▶ The task:
In the data that follows, find the line containing "Find the man in blue"; then quote that line and every line after it, exactly, through the last one.

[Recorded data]
····················

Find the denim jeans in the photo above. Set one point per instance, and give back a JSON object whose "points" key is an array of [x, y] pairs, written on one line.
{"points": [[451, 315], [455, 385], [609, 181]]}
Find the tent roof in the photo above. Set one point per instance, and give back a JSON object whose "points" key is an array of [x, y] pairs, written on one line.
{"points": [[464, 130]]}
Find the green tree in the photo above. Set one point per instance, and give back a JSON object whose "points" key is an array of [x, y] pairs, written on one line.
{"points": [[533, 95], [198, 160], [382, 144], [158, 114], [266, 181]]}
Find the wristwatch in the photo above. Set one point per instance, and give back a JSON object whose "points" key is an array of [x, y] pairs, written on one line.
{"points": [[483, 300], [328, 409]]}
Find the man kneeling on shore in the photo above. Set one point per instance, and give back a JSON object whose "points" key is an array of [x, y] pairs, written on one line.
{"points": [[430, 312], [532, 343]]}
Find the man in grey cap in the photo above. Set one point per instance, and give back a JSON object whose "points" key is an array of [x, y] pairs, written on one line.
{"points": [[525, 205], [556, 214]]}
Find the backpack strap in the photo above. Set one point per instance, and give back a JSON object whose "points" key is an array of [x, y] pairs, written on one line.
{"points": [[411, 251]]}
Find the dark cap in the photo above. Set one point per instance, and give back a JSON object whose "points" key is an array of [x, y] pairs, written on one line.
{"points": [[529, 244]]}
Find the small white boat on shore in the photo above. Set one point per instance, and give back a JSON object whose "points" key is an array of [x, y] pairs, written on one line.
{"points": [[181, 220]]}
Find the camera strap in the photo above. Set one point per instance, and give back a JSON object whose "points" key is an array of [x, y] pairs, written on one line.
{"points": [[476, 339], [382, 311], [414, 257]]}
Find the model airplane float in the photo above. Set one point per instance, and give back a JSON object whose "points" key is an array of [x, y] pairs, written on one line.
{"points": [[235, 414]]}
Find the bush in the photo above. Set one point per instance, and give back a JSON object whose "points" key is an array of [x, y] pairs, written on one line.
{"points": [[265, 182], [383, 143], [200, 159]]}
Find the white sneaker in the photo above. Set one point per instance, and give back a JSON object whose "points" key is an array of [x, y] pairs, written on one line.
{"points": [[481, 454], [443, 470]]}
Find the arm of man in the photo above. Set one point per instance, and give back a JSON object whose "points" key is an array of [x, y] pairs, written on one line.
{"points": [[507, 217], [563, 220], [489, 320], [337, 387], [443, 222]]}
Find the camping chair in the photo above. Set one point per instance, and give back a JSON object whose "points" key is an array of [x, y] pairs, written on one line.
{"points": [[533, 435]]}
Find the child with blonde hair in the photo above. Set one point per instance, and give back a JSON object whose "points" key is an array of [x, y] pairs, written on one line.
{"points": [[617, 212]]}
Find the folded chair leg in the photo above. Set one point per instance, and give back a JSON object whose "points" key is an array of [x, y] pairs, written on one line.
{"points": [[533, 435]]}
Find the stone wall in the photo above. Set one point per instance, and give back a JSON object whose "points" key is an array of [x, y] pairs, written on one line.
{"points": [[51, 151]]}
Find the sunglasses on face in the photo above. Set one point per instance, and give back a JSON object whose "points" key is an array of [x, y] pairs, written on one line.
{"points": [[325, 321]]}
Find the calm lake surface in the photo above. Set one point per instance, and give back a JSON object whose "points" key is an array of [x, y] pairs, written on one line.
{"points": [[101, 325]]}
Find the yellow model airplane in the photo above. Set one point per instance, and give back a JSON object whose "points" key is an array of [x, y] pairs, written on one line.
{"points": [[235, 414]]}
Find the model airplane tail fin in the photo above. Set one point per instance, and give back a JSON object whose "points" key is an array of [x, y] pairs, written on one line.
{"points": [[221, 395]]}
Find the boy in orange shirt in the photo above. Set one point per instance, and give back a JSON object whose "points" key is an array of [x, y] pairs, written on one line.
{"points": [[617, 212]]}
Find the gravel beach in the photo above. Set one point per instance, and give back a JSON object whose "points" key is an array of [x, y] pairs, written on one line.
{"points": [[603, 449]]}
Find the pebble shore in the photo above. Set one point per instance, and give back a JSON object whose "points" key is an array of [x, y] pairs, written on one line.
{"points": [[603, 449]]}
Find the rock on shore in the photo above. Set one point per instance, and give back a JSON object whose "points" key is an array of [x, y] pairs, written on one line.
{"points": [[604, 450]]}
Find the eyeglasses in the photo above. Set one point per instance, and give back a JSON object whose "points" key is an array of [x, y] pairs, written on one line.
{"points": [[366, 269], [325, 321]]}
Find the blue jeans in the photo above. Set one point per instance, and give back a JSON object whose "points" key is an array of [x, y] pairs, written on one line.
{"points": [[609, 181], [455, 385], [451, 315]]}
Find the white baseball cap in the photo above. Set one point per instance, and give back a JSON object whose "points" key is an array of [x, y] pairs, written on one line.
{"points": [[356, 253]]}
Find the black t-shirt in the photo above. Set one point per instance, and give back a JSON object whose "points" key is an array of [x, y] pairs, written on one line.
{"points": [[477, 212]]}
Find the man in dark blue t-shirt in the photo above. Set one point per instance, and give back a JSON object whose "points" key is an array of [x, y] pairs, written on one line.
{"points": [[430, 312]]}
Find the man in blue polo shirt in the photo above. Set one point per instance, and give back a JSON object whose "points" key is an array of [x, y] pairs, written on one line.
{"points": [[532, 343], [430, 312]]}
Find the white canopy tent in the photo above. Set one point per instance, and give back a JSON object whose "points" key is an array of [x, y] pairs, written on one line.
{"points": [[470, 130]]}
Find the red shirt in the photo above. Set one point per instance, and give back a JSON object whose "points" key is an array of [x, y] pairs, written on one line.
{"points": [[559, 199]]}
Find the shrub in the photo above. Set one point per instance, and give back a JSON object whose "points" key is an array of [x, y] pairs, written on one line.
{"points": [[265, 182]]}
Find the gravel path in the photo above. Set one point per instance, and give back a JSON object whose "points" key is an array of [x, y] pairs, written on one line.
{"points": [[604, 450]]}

····················

▶ Task response:
Find the man in blue polo shirt in the photo above. Set one point per instance, and give back a JSON object whose "points" key is an array of [x, y] pairs, written on one line.
{"points": [[532, 343], [430, 312]]}
Find the white canopy tent in the photo above. Set one point per instance, and give back a JSON object whose "points" key is an array of [x, y] pairs, written on one line.
{"points": [[470, 130]]}
Find the red shirt in the photo above. Set one point per instance, and give back a JSON object whose "points" key is an array of [x, y] pairs, written on one line.
{"points": [[559, 199]]}
Find the shrub in the photo above. Set one point per instance, and give back a JSON object whose "points" key is an array of [x, y] pairs, written on one line.
{"points": [[265, 182]]}
Find the gravel path in the photo above. Set one point per instance, and give back a JSON object whose "points" key is an array of [x, y] pairs, written on one line.
{"points": [[604, 450]]}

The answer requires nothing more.